[Exercise objective] Return every line in the data below that contains the string "side". Case counts.

[Dataset excerpts]
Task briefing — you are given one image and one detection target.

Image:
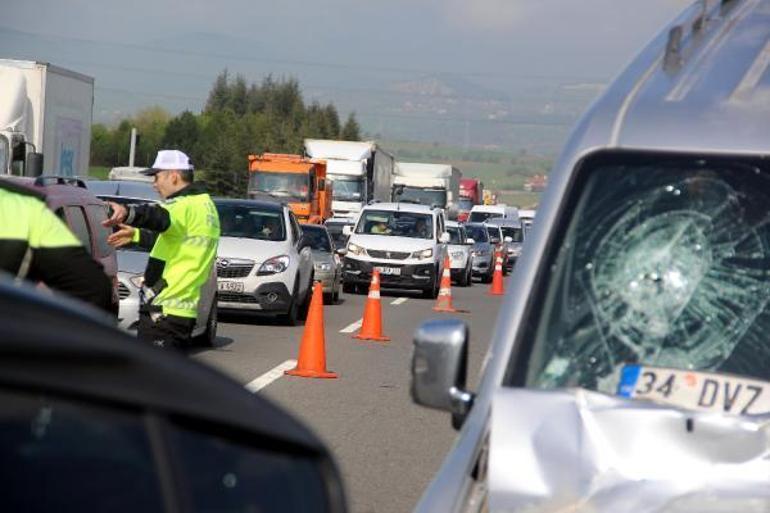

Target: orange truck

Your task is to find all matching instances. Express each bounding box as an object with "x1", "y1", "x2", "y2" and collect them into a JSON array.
[{"x1": 248, "y1": 153, "x2": 332, "y2": 224}]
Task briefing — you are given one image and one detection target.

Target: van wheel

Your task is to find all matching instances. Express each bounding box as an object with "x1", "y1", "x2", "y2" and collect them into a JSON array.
[
  {"x1": 193, "y1": 296, "x2": 218, "y2": 347},
  {"x1": 281, "y1": 276, "x2": 300, "y2": 326}
]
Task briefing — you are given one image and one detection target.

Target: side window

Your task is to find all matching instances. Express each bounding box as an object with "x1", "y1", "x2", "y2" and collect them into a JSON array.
[
  {"x1": 167, "y1": 420, "x2": 329, "y2": 513},
  {"x1": 64, "y1": 206, "x2": 91, "y2": 255},
  {"x1": 289, "y1": 212, "x2": 302, "y2": 246},
  {"x1": 0, "y1": 391, "x2": 164, "y2": 513},
  {"x1": 86, "y1": 205, "x2": 114, "y2": 257}
]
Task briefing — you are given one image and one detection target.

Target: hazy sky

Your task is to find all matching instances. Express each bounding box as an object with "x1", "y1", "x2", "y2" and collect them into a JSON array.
[{"x1": 0, "y1": 0, "x2": 690, "y2": 146}]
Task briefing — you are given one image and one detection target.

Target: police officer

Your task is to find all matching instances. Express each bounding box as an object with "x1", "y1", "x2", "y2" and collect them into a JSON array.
[
  {"x1": 0, "y1": 179, "x2": 112, "y2": 312},
  {"x1": 105, "y1": 150, "x2": 219, "y2": 348}
]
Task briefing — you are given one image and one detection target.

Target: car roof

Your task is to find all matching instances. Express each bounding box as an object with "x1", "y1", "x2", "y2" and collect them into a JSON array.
[
  {"x1": 364, "y1": 202, "x2": 435, "y2": 214},
  {"x1": 0, "y1": 278, "x2": 325, "y2": 453},
  {"x1": 2, "y1": 175, "x2": 102, "y2": 209},
  {"x1": 86, "y1": 180, "x2": 162, "y2": 201},
  {"x1": 568, "y1": 0, "x2": 770, "y2": 155},
  {"x1": 214, "y1": 198, "x2": 288, "y2": 212}
]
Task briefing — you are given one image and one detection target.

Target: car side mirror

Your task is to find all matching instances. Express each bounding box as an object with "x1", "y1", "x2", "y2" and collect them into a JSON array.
[
  {"x1": 411, "y1": 319, "x2": 475, "y2": 429},
  {"x1": 24, "y1": 152, "x2": 43, "y2": 178}
]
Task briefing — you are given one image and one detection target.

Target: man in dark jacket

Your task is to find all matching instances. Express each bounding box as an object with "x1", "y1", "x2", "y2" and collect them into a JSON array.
[{"x1": 0, "y1": 180, "x2": 112, "y2": 312}]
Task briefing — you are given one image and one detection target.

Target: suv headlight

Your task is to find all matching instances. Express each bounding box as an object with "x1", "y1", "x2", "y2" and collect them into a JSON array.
[
  {"x1": 257, "y1": 255, "x2": 289, "y2": 276},
  {"x1": 412, "y1": 248, "x2": 433, "y2": 260},
  {"x1": 348, "y1": 242, "x2": 366, "y2": 256}
]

[Result of this task]
Target: side window
Target: car side mirror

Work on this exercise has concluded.